WHAT YOU ARE ASKED TO DO: Write out every one of the items below, word for word, without changing a thing.

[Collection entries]
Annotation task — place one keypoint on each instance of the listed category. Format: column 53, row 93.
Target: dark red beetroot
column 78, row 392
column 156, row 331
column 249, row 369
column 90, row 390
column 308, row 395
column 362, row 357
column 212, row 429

FULL RESPONSE:
Annotation task — place one keypoint on each instance of the listed category. Format: column 53, row 93.
Target: dark red beetroot
column 78, row 392
column 156, row 331
column 249, row 369
column 90, row 390
column 308, row 395
column 362, row 357
column 212, row 429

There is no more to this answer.